Passage to read:
=====

4th Sunday of Easter - A Gospel Perspective

 
Turbulent times call us to a deeper, more mature faith. The Crucified Christ teaches us that we carry within us - individually and as a community - the wounds of our world and of our Church... and the Risen Christ teaches us that these wounds have the potential to heal us from the hurt that we have endured. The Cross conditions us to self-denial, to contradiction, and to the possibility of total failure. The Empty Tomb assures us that the victory and the power of the Risen Lord are ours. It is through that power that we defy the world and its standards.

good shepherdEvery day, we see suffering and death presented to us right in our own living rooms. The 2020 Easter message of Pope Francis was quite clear. He reminded us that the "The Risen Lord is also the Crucified One, not someone else. In his glorious body he bears indelible wounds: wounds that have become windows of hope. Let us turn our gaze to him that he may heal the wounds of an afflicted humanity."  In these past few weeks, the lives of millions of people have suddenly changed. For many, remaining at home has been an opportunity to reflect, to withdraw from the frenetic pace of life, stay with loved ones and enjoy their company. For many, though, this is also a time of worry about an uncertain future.

=====

The data:
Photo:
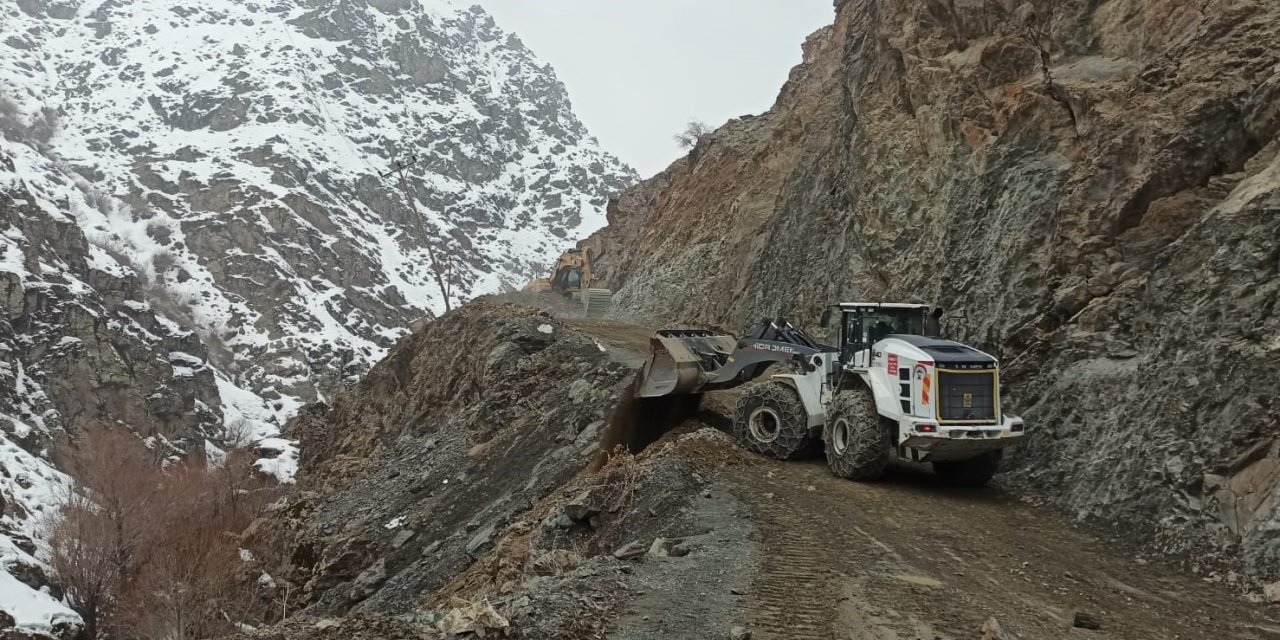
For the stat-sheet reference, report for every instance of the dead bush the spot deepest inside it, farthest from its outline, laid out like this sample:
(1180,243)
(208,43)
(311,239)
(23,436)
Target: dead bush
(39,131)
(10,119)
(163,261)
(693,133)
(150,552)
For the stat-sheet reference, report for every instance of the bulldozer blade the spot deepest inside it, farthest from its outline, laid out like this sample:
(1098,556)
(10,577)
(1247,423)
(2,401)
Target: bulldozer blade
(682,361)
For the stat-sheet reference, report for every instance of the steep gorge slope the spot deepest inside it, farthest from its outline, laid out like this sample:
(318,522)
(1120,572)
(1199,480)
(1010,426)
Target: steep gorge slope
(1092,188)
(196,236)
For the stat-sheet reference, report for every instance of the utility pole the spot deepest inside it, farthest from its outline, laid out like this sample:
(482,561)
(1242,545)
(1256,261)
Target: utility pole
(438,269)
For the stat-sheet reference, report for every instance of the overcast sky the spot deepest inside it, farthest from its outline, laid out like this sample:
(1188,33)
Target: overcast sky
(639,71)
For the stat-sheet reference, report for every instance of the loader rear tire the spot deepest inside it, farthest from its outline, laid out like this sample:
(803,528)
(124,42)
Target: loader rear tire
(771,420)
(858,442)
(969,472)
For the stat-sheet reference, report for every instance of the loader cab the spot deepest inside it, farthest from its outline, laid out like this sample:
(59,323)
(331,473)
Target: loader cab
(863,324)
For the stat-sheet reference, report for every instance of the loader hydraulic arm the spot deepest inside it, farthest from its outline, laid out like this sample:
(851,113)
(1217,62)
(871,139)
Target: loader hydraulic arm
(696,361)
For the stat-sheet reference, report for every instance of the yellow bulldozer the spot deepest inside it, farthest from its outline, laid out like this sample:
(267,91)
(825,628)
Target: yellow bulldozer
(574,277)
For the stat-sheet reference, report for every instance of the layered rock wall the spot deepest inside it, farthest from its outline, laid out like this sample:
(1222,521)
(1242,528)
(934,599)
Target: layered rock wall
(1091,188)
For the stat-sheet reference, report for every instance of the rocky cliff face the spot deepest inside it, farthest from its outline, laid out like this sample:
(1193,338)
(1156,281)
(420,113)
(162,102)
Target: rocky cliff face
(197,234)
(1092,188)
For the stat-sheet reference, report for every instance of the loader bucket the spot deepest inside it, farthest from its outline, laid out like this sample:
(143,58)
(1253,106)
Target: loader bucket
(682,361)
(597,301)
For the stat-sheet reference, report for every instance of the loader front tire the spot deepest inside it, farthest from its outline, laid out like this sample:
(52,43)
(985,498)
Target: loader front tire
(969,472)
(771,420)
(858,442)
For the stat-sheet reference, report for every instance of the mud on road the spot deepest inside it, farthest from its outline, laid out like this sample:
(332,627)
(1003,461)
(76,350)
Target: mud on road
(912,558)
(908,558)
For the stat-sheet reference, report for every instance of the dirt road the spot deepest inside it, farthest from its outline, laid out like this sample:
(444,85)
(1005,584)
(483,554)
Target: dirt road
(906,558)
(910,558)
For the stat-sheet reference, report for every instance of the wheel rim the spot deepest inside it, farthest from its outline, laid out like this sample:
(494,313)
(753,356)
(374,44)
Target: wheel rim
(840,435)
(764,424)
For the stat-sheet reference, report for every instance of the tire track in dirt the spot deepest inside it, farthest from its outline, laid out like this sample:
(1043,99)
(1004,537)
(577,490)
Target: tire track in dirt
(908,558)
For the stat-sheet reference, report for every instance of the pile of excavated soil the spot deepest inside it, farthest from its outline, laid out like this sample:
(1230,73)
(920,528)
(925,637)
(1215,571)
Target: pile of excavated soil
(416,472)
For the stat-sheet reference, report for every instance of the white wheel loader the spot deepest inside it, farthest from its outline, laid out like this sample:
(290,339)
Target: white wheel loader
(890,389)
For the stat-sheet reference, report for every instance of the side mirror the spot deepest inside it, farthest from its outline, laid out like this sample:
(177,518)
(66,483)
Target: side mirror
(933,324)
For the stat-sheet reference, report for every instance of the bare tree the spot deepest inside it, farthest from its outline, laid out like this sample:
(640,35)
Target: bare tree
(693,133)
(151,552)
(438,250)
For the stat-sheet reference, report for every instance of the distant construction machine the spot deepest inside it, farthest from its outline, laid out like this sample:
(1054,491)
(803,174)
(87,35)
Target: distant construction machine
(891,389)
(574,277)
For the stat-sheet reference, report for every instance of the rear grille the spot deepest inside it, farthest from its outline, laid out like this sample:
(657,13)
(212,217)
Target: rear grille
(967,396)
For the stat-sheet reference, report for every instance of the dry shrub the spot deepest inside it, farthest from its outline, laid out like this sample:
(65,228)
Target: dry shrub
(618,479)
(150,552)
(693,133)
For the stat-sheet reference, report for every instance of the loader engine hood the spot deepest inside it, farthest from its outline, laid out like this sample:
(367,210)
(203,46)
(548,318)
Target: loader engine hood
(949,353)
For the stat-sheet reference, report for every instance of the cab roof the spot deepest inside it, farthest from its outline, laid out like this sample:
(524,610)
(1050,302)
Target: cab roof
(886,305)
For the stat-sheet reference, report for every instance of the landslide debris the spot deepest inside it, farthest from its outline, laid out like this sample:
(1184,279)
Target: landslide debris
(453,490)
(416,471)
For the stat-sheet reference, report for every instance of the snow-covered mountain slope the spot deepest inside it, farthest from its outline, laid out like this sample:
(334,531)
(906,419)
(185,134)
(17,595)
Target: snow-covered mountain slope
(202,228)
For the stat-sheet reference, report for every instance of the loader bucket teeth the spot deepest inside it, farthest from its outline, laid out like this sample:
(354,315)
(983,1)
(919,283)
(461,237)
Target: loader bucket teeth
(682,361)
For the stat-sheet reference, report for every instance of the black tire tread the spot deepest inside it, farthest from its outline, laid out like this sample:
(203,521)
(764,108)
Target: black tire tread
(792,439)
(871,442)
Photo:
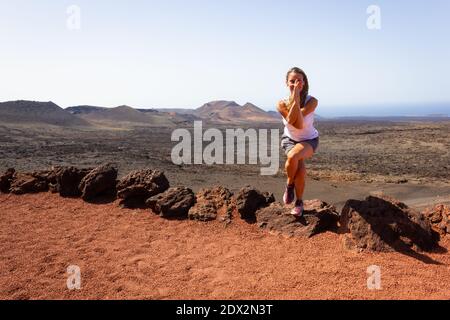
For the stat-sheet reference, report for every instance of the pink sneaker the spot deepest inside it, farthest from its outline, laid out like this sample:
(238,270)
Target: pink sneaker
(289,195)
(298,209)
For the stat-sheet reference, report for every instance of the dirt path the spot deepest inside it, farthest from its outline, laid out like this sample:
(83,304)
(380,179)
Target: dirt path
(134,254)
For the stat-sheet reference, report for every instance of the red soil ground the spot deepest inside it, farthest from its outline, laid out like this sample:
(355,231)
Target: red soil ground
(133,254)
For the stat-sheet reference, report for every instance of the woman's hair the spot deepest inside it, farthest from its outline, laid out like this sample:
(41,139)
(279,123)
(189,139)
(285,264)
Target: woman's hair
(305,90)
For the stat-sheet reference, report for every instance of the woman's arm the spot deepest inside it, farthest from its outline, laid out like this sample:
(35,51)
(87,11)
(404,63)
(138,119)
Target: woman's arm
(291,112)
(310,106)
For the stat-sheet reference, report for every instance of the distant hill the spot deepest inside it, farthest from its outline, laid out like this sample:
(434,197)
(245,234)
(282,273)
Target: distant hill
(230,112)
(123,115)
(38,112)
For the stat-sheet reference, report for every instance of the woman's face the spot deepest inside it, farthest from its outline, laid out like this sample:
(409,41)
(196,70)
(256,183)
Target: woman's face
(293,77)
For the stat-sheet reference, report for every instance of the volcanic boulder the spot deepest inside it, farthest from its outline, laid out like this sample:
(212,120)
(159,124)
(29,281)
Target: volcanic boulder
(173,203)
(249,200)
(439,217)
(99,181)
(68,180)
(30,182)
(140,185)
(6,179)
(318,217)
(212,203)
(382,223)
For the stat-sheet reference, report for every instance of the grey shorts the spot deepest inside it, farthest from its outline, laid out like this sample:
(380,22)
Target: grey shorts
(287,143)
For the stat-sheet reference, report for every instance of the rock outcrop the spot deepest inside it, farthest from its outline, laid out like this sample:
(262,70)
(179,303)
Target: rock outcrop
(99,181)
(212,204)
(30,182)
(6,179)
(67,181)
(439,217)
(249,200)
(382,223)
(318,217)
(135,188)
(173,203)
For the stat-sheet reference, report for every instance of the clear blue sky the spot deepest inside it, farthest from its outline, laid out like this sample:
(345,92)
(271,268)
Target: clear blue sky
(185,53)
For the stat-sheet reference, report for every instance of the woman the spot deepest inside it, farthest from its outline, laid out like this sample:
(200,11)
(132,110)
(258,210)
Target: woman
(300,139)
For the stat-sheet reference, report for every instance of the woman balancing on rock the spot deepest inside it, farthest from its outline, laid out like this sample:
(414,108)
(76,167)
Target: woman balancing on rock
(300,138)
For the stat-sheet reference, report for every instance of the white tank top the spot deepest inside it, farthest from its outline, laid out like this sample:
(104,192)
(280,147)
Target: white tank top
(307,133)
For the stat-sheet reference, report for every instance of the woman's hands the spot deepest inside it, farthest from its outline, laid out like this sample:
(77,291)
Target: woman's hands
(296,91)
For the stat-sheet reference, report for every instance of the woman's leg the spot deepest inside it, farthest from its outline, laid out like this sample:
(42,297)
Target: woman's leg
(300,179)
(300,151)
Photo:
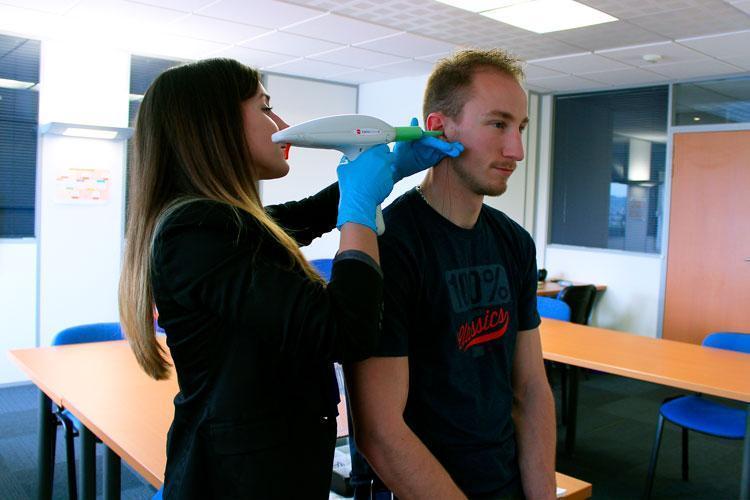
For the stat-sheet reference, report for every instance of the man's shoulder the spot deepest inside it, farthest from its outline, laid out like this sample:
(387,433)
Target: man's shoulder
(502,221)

=====

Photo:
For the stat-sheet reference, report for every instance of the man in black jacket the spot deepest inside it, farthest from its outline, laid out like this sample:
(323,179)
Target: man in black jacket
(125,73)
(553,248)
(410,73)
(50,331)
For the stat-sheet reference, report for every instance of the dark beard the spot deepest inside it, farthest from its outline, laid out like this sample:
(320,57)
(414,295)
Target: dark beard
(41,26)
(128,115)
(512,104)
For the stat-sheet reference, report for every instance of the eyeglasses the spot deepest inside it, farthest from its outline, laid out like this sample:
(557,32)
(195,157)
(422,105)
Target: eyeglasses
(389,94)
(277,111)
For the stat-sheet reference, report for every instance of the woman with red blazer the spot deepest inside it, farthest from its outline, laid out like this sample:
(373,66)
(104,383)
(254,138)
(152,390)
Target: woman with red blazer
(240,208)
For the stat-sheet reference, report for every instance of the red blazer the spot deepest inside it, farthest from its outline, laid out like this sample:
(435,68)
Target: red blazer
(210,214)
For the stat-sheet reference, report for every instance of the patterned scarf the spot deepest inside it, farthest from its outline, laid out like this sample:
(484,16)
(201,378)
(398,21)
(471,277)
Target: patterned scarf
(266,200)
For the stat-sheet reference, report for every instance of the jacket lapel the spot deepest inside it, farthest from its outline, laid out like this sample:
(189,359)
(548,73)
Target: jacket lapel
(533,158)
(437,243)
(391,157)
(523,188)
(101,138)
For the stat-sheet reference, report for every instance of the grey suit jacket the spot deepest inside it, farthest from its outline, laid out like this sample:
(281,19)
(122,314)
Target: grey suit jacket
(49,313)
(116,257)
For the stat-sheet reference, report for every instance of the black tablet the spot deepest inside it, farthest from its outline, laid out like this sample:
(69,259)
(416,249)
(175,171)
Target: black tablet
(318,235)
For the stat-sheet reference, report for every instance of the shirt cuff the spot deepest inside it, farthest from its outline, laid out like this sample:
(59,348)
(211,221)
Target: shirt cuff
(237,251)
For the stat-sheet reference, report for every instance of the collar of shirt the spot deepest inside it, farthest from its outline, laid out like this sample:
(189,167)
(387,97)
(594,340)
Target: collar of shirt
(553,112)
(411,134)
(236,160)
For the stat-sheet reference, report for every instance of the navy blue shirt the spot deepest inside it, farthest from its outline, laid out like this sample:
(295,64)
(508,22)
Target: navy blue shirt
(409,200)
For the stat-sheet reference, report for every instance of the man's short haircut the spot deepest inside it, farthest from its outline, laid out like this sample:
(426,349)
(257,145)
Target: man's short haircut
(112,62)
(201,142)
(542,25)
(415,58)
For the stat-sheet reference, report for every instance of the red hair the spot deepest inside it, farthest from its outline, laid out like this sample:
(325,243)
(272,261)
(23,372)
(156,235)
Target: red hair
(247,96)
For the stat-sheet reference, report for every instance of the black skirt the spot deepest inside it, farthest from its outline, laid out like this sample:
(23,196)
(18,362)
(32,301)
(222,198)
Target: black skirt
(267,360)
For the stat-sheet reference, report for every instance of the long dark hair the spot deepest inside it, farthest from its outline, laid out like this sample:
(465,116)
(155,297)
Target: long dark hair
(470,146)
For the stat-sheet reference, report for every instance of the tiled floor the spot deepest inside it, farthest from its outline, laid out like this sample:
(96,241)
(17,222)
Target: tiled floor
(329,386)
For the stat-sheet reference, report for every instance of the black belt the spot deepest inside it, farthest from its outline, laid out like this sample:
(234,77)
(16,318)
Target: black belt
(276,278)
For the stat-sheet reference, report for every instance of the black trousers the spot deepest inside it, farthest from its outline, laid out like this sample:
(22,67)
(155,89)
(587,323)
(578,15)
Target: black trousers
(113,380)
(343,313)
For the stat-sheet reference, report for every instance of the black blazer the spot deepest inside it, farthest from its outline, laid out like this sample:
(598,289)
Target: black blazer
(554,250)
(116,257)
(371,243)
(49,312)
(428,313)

=====

Work task A:
Using the Easter reflection, decide whether each statement agrees with it. For each, answer yes or no and quote the words that decide it.
(i) The Cross conditions us to self-denial.
(ii) The Easter message of Pope Francis quoted there is from 2021.
(iii) For many people, remaining at home has been a chance to reflect.
Work task B: In the Easter reflection, what does the Empty Tomb assure us of?
Work task C: Reproduce the part of the Easter reflection starting at "good shepherdEvery day, we" and ending at "an uncertain future.".

Expected output A:
(i) Yes: "The Cross conditions us to self-denial, to contradiction, and to the possibility of total failure."
(ii) No: "The 2020 Easter message of Pope Francis was quite clear."
(iii) Yes: "For many, remaining at home has been an opportunity to reflect, to withdraw from the frenetic pace of life, stay with loved ones and enjoy their company."

Expected output B: It assures us that the victory and the power of the Risen Lord are ours.

Expected output C:
good shepherdEvery day, we see suffering and death presented to us right in our own living rooms. The 2020 Easter message of Pope Francis was quite clear. He reminded us that the "The Risen Lord is also the Crucified One, not someone else. In his glorious body he bears indelible wounds: wounds that have become windows of hope. Let us turn our gaze to him that he may heal the wounds of an afflicted humanity."  In these past few weeks, the lives of millions of people have suddenly changed. For many, remaining at home has been an opportunity to reflect, to withdraw from the frenetic pace of life, stay with loved ones and enjoy their company. For many, though, this is also a time of worry about an uncertain future.